# start of Supplied entries

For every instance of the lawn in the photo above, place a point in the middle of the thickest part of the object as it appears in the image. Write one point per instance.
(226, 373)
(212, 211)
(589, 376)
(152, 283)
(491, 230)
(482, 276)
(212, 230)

# end of Supplied entries
# start of Supplied entries

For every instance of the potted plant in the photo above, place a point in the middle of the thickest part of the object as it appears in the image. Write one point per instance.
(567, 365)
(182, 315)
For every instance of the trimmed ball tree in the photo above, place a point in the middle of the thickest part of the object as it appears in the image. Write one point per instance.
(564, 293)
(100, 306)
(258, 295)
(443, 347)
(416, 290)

# end of Supplied entries

Pick out every line above that contains the word "middle" and copy each one in full. Case counts.

For every instance of the lawn in the photo above, place a point in the middle of the thickest part of the object as it appears in the image. Write one point per instance.
For every instance of the potted plant in the photo above, place a point in the middle of the thickest part of the object as it appears in the image. Write one point per instance.
For every instance of the trimmed ball tree in the photo above, place a point in the middle of the thickest part of the object as it appears in the image. Write one point per instance.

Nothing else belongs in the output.